Saved entries

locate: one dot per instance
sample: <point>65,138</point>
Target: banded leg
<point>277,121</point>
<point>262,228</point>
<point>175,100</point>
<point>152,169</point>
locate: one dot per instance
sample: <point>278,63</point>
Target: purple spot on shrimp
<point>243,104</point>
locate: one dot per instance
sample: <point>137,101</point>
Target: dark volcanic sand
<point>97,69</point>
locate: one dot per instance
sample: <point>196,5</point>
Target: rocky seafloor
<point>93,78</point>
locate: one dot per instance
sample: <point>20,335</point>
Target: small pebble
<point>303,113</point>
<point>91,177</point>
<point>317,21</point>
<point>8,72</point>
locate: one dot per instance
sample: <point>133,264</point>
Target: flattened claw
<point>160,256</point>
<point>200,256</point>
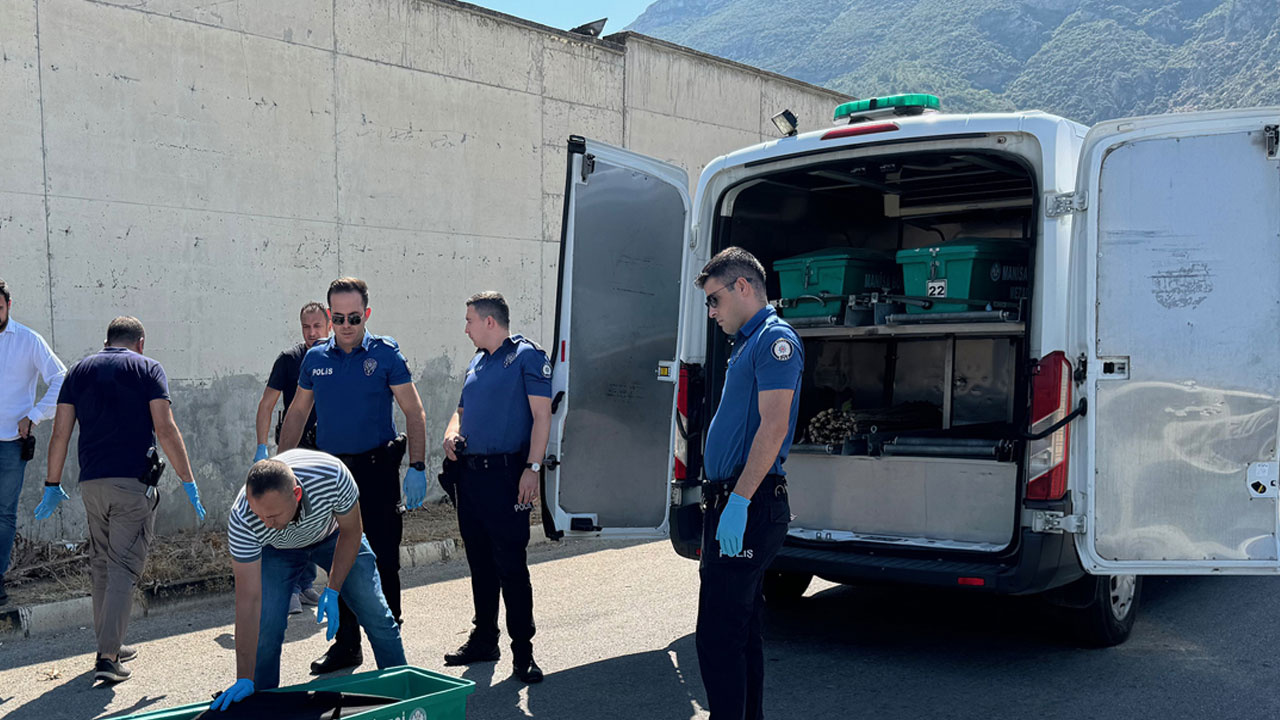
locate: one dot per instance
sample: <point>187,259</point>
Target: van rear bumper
<point>1042,563</point>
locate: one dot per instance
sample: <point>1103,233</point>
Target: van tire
<point>1107,620</point>
<point>785,588</point>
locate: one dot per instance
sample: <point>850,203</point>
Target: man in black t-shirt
<point>284,381</point>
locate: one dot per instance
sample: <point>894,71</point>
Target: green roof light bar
<point>910,104</point>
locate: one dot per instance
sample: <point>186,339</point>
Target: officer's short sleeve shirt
<point>767,355</point>
<point>496,414</point>
<point>353,392</point>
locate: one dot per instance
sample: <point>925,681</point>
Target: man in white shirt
<point>24,356</point>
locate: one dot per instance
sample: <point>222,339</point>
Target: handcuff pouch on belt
<point>28,447</point>
<point>716,493</point>
<point>155,468</point>
<point>451,470</point>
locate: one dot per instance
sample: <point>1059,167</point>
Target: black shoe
<point>472,651</point>
<point>110,670</point>
<point>528,670</point>
<point>337,659</point>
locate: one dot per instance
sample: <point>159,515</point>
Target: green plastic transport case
<point>420,695</point>
<point>982,270</point>
<point>817,283</point>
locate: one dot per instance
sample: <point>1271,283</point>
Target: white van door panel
<point>625,231</point>
<point>1178,259</point>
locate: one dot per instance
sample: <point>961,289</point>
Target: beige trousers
<point>122,516</point>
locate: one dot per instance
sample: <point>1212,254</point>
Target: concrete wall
<point>211,167</point>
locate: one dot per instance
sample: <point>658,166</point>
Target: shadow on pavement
<point>220,610</point>
<point>649,684</point>
<point>81,693</point>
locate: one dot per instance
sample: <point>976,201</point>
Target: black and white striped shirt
<point>328,490</point>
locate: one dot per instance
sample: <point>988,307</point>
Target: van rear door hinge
<point>1066,204</point>
<point>1056,523</point>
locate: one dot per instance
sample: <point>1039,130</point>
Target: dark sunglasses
<point>712,301</point>
<point>355,318</point>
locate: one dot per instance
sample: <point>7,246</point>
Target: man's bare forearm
<point>248,609</point>
<point>176,450</point>
<point>343,557</point>
<point>263,422</point>
<point>416,437</point>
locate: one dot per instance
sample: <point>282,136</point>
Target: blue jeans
<point>361,591</point>
<point>12,470</point>
<point>306,578</point>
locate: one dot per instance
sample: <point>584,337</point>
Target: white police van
<point>1132,396</point>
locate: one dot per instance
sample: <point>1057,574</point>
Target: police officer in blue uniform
<point>351,381</point>
<point>494,445</point>
<point>745,497</point>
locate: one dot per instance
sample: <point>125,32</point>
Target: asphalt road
<point>616,639</point>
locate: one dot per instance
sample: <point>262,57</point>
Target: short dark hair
<point>490,304</point>
<point>124,331</point>
<point>348,285</point>
<point>734,263</point>
<point>269,475</point>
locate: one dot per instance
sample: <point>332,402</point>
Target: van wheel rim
<point>1121,595</point>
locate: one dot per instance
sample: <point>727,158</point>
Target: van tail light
<point>681,454</point>
<point>1051,402</point>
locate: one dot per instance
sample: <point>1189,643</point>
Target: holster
<point>28,446</point>
<point>448,478</point>
<point>155,468</point>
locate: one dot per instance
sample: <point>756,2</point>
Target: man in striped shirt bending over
<point>298,507</point>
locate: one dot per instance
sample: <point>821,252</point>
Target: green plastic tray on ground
<point>424,696</point>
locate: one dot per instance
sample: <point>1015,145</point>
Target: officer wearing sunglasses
<point>745,495</point>
<point>351,381</point>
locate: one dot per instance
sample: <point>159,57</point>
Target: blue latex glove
<point>328,607</point>
<point>193,495</point>
<point>240,691</point>
<point>415,487</point>
<point>732,524</point>
<point>54,496</point>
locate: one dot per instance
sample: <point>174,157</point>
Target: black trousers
<point>496,532</point>
<point>731,602</point>
<point>376,474</point>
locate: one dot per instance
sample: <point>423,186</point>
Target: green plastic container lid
<point>964,247</point>
<point>833,254</point>
<point>909,100</point>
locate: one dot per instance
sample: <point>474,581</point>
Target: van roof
<point>909,127</point>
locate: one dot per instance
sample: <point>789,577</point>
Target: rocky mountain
<point>1084,59</point>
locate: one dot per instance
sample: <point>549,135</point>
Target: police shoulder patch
<point>782,350</point>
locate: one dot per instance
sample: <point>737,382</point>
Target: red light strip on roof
<point>859,130</point>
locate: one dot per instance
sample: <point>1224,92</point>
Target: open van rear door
<point>1176,313</point>
<point>626,224</point>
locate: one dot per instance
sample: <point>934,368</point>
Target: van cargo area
<point>908,276</point>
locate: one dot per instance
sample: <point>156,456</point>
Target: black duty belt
<point>493,461</point>
<point>716,493</point>
<point>391,452</point>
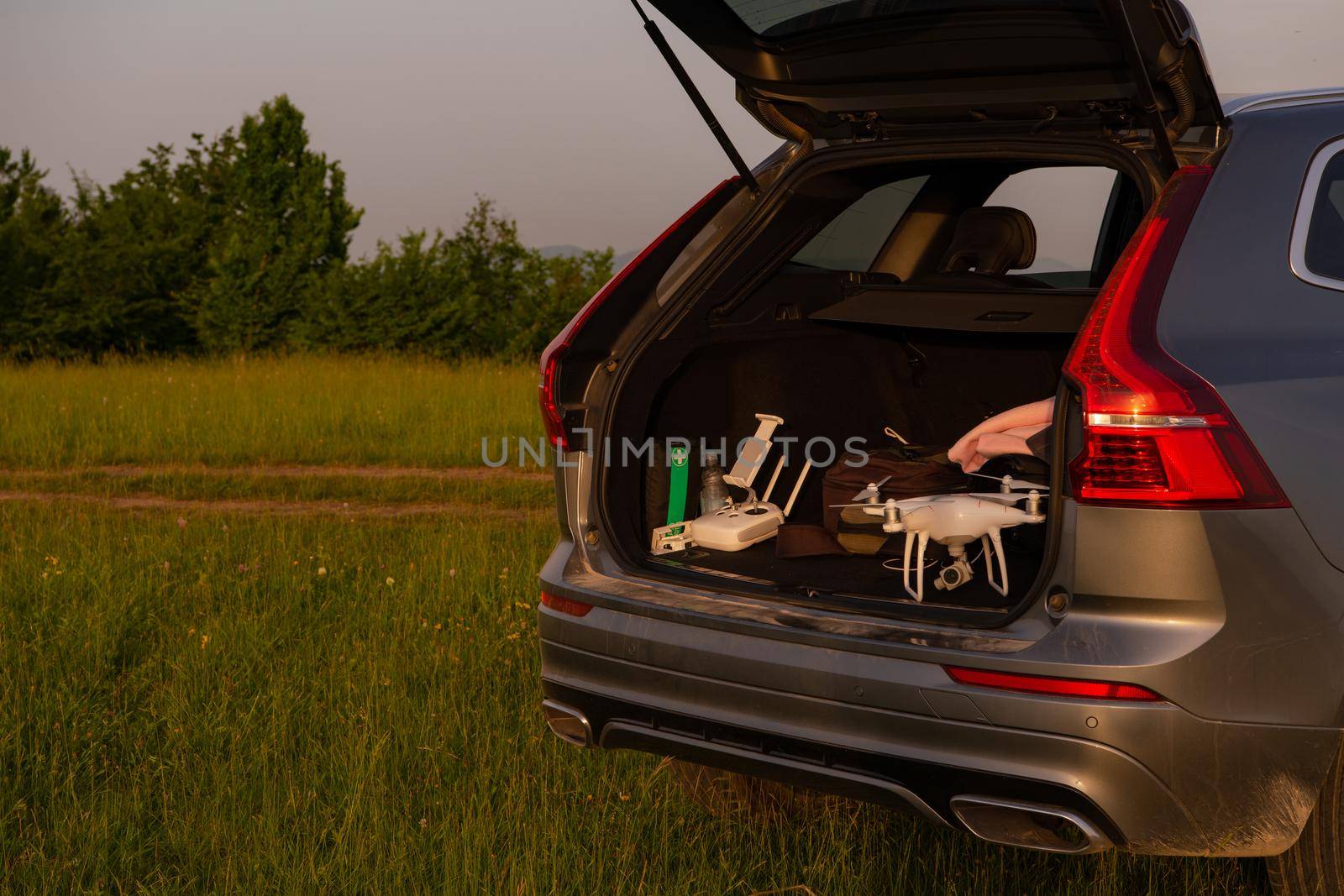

* [Problem requirements] Copy exactly the lines that begin at the one containing "Target: black trousers" and end at the last line of the records, both included, omitting the pictures.

* [Worked solution]
Target: black trousers
<point>496,532</point>
<point>731,602</point>
<point>376,474</point>
locate: one dot per instance
sample: <point>423,186</point>
Target: green plastic container lid
<point>964,247</point>
<point>833,254</point>
<point>909,100</point>
locate: one dot per instance
sample: <point>474,581</point>
Target: van roof
<point>909,127</point>
locate: one dot per instance
sample: <point>789,577</point>
Target: rocky mountain
<point>1084,59</point>
locate: one dot per instance
sample: <point>549,135</point>
Target: police shoulder patch
<point>782,350</point>
locate: one dot per instance
sample: <point>737,382</point>
Target: red light strip on roof
<point>859,130</point>
locate: one dot per instance
sample: <point>1224,92</point>
Target: open van rear door
<point>1176,313</point>
<point>626,224</point>
locate: one dot per instance
sample: <point>934,368</point>
Target: van cargo area
<point>908,276</point>
locate: one dot per instance
sample: <point>156,456</point>
Target: black duty belt
<point>493,461</point>
<point>716,493</point>
<point>391,452</point>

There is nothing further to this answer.